##### GIVEN DATA

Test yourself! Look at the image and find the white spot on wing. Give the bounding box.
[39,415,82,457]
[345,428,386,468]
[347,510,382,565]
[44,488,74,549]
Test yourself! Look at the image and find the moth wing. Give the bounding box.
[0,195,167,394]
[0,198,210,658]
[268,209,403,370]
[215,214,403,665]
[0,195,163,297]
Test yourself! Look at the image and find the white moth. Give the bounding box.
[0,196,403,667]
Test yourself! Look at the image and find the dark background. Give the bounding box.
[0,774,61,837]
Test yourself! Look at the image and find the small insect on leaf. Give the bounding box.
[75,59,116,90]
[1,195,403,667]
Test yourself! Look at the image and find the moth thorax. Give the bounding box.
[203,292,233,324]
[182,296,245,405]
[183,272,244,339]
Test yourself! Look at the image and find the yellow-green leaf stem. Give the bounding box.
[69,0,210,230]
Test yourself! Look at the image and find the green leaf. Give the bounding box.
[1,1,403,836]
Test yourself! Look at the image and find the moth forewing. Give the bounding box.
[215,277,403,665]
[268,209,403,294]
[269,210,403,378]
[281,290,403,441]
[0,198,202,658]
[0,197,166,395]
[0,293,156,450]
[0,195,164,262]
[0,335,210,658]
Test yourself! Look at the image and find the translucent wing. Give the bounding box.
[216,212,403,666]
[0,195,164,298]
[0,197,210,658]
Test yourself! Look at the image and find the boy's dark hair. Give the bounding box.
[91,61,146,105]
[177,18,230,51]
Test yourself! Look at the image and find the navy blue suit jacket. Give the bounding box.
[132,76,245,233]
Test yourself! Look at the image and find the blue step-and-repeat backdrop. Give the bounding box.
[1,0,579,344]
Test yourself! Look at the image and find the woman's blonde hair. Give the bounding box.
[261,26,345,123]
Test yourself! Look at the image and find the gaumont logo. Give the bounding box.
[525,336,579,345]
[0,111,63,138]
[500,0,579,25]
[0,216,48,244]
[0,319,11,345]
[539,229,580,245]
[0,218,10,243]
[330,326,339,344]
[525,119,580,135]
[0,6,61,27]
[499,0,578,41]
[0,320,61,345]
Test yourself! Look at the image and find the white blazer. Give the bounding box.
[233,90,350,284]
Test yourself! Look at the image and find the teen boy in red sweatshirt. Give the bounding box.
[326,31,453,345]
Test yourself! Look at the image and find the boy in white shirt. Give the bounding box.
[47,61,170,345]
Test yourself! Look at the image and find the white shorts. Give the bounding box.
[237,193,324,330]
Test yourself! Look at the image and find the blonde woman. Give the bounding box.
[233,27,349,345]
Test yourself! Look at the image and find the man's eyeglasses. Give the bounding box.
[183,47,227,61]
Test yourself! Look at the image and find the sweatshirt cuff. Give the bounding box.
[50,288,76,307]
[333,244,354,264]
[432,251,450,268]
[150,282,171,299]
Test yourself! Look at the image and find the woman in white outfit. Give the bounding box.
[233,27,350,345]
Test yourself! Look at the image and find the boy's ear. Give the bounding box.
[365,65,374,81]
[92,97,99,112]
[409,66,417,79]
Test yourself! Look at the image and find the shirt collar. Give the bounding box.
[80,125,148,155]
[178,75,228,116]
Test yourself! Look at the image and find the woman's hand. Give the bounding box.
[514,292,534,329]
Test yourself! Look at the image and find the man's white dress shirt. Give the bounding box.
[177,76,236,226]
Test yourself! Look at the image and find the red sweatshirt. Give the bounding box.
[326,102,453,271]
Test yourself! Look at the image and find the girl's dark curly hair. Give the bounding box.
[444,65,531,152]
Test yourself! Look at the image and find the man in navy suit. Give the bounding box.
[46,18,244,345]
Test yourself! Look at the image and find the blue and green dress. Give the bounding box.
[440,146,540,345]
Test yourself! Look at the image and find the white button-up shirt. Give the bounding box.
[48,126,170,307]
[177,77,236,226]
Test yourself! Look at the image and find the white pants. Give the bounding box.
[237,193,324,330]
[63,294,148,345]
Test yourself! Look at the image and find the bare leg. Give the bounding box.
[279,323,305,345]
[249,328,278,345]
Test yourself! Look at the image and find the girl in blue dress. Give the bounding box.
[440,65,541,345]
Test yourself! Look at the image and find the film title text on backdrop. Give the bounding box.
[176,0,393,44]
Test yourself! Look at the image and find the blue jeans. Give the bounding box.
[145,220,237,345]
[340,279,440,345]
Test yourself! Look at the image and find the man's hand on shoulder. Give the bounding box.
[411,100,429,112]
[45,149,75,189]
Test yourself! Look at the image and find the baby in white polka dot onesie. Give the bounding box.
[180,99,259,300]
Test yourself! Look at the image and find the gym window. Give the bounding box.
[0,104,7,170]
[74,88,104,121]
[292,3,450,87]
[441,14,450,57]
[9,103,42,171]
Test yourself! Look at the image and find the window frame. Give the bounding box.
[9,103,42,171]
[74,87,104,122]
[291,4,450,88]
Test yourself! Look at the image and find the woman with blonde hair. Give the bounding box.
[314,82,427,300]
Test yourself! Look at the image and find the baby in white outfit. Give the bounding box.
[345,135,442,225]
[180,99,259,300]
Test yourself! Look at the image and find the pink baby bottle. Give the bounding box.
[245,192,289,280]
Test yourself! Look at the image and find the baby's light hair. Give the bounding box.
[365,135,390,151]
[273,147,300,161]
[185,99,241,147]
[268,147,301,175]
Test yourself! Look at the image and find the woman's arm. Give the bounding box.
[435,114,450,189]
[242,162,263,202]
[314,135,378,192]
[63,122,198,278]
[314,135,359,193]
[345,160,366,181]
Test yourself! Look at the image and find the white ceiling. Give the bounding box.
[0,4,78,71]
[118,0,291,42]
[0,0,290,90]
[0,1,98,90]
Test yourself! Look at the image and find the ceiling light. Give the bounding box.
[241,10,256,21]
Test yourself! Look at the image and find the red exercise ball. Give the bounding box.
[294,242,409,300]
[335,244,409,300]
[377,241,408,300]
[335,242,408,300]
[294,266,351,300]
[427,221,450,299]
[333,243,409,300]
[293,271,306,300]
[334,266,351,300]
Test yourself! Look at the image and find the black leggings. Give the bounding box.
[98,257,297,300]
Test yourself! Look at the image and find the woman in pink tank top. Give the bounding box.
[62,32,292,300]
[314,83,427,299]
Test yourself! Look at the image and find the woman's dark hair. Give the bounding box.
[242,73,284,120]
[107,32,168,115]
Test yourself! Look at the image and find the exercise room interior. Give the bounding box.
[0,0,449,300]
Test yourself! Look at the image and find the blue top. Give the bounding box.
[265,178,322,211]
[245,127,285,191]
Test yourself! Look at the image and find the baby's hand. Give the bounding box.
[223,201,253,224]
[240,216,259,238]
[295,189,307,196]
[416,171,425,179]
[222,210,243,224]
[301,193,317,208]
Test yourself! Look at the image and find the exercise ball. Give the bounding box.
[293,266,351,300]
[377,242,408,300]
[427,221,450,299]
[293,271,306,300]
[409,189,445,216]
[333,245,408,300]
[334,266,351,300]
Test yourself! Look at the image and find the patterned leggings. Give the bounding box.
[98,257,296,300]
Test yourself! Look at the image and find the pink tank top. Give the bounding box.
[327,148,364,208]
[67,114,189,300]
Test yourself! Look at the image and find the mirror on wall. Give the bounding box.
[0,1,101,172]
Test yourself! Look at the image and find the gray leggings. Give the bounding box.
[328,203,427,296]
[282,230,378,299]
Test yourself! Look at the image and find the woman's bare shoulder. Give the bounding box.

##########

### WHAT THE TASK REQUIRES:
Transcribe the entries above, every line exactly as it reads.

### TASK RESPONSE:
Test yourself! Look at the image and find the white spot on wing. Give the bounding box.
[39,415,82,457]
[345,428,386,468]
[347,510,382,565]
[44,488,74,549]
Test yourself! Look at the image and find the moth wing. Give the bounding box.
[0,195,167,394]
[0,198,210,658]
[268,209,403,370]
[215,214,403,665]
[0,195,163,297]
Test yourself! Look at the image and find the white moth. Give the bounding box.
[0,196,403,667]
Test yourself! Look at the image and find the dark background. Give the bounding box.
[0,774,61,837]
Test yourself! Look at the image and find the small insect on leaf. Give the bounding box.
[75,59,116,90]
[1,195,403,667]
Test yourself! Look at the image and find the moth thorax. Give the bounding box.
[203,292,233,324]
[182,296,245,405]
[183,272,244,339]
Test yourself! Look at the image and find the yellow-green leaf stem. Give the bounding box.
[69,0,210,230]
Test yourself! Look at the image and find the green leaf. Give the bounding box.
[1,1,403,836]
Test yourself! Look at the image and find the moth forewing. Give the bounding box.
[215,277,403,665]
[268,209,403,294]
[269,210,403,378]
[281,290,403,441]
[0,198,202,658]
[0,197,166,395]
[0,293,156,450]
[0,195,164,262]
[0,335,210,658]
Test yourself! Look at the image and find the translucent wing. Give the bounding box.
[216,212,403,666]
[0,195,164,298]
[0,197,210,658]
Test yourself! Look at the image and find the boy's dark hair. Give the bounding box.
[91,61,146,105]
[177,18,230,51]
Test yourself! Look at the image and find the navy blue suit jacket. Give the bounding box.
[132,76,245,233]
Test yourself! Look at the image and find the blue step-and-repeat backdrop. Give the bounding box.
[1,0,579,344]
Test yourself! Look at the image and find the woman's blonde hair. Give the bounding box.
[261,26,345,123]
Test yourself! Look at the image and find the gaumont logo. Give the bounding box.
[525,336,579,345]
[0,111,63,138]
[500,0,579,25]
[0,216,48,244]
[0,319,11,345]
[539,229,580,245]
[0,218,10,243]
[330,326,339,344]
[525,119,580,135]
[0,6,61,27]
[499,0,578,41]
[0,320,61,345]
Test yourself! Look at the image and find the white blazer. Give the bounding box.
[233,90,350,284]
Test yourself! Look at the image and find the teen boy in red sweatshirt. Give the bounding box.
[326,31,453,345]
Test yourself! Look at the image and find the boy in white shirt. Give the bounding box.
[47,61,170,345]
Test yourself! Look at the image and find the white shorts. Give the bounding box.
[237,193,324,330]
Test yourself! Look at the image and find the blonde woman. Give the bounding box.
[233,27,349,345]
Test yourself! Look at the image and find the man's eyeglasses. Give the bounding box.
[183,47,227,61]
Test yourself! Look at the image and find the sweatshirt cuff. Give the bounding box.
[50,288,76,307]
[333,244,354,264]
[432,251,450,268]
[150,282,171,299]
Test yourself! Look at the image and find the woman in white outfit. Give the bounding box.
[233,27,350,345]
Test yourself! Look at the image and find the boy's ear. Give the bounding box.
[365,65,374,81]
[92,97,99,112]
[409,66,417,79]
Test yourself! Look at the image and find the shirt collar. Give the bounding box.
[80,125,148,155]
[178,75,228,116]
Test yourself! Look at the image and find the woman's hand. Give the bounding box.
[514,292,534,329]
Test yourself! Look at the image and find the man's white dress shirt. Give the bounding box.
[177,76,236,226]
Test yourself! Look at the image and find the red sweatshirt. Give the bounding box.
[326,102,453,271]
Test yourself! Look at the image and find the girl's dark curly hair. Give the bounding box.
[444,65,531,152]
Test yourself! Look at the image and find the man in navy suit. Give the bounding box.
[46,18,244,345]
Test yourself! Look at the image and find the blue and green dress. Give the bounding box.
[440,146,540,345]
Test yourself! Look at the image and find the white button-up shirt. Give the bounding box.
[48,126,170,307]
[177,77,236,226]
Test yourself! Look at the image and find the white pants. Give the bounding box.
[237,193,324,330]
[63,294,148,345]
Test yourself! Look at the image and find the bare leg. Give the bounding box.
[279,323,305,345]
[249,328,278,345]
Test yourself! Look at the image and find the girl in blue dress. Give the bounding box.
[440,65,541,345]
Test yourself! Look at the image and find the film title text on backdrop. Give the bounding box.
[176,0,393,44]
Test yourself! Look at the image and find the blue jeans. Give the bounding box.
[145,220,237,345]
[340,279,440,345]
Test yourself! Look at the image and find the man's hand on shoulder. Give the bounding box.
[411,100,429,112]
[45,149,75,189]
Test yourself! Look at the image and find the baby in white polka dot onesie. Give the bounding box.
[180,99,259,300]
Test yourself! Look at the image and find the gym window. Give the bounding box.
[0,104,7,170]
[74,88,104,121]
[292,3,450,87]
[441,14,450,57]
[9,103,42,171]
Test yourself! Look at the image and find the window frame. Give the bounding box.
[9,103,42,171]
[74,87,104,122]
[291,4,450,88]
Test yourself! Look at the image and find the woman with blonde hair. Give the bounding box.
[314,82,427,300]
Test yourself! Look at the image and find the baby in white outfit. Give the bounding box.
[345,135,442,225]
[180,99,259,300]
Test yourself! Look at the image and find the pink baby bottle. Give the bounding box.
[245,192,289,280]
Test yourself! Look at the image and find the baby's light hair. Give the bounding box.
[365,135,390,151]
[273,147,300,161]
[185,99,241,147]
[268,147,301,175]
Test yourself! Look at the image and find the woman's arm. Give the bounding box.
[435,114,450,189]
[242,162,263,202]
[314,135,378,192]
[63,122,198,278]
[314,135,359,193]
[345,160,366,181]
Test yourself! Look at the image and find the white ceiling. Give the bounding box.
[0,4,78,71]
[118,0,291,42]
[0,0,290,90]
[0,1,98,90]
Test yourself! Look at the image and find the ceiling light. Give the bounding box.
[241,10,256,21]
Test yourself! Look at the image and find the red exercise ball. Give the bounding box.
[294,242,409,300]
[335,244,409,300]
[377,241,408,300]
[335,242,408,300]
[294,266,351,300]
[427,221,450,299]
[333,243,409,300]
[293,271,306,300]
[334,266,351,300]
Test yourself! Look at the image and find the black leggings. Give the bounding box.
[98,257,297,300]
Test yourself! Look at the image and find the woman in pink tank top. Give the bounding box.
[62,32,292,300]
[314,83,427,299]
Test yourself! Look at the image and find the woman's dark hair. Give the bounding box.
[242,73,284,120]
[107,32,168,115]
Test yourself! Look at the image and find the exercise room interior. Give the bounding box.
[0,0,449,300]
Test yourself! Look at the image and find the blue top. Give the bounding box.
[265,178,322,211]
[245,127,285,191]
Test yourself! Look at the image and find the baby's hand. Give the bounding box.
[223,201,253,224]
[240,216,259,238]
[295,189,307,196]
[416,171,425,179]
[222,210,243,224]
[301,193,317,208]
Test yourself! Look at the image and find the exercise ball. Give the bounding box.
[293,266,351,300]
[377,242,408,300]
[427,221,450,299]
[293,271,306,300]
[409,189,445,216]
[333,245,408,300]
[334,266,351,300]
Test yourself! Look at the image and find the patterned leggings. Give the bounding box.
[98,257,296,300]
Test yourself! Look at the image and find the pink tank top. Give the bounding box.
[327,148,364,208]
[67,114,189,300]
Test yourself! Look at the image and find the mirror on wall. Give the bounding box.
[0,1,101,172]
Test yourself! Look at the image and find the gray leggings. Give the bounding box.
[328,203,427,296]
[282,230,378,299]
Test yourself! Look at the image and find the woman's bare shoulder. Give the bounding box.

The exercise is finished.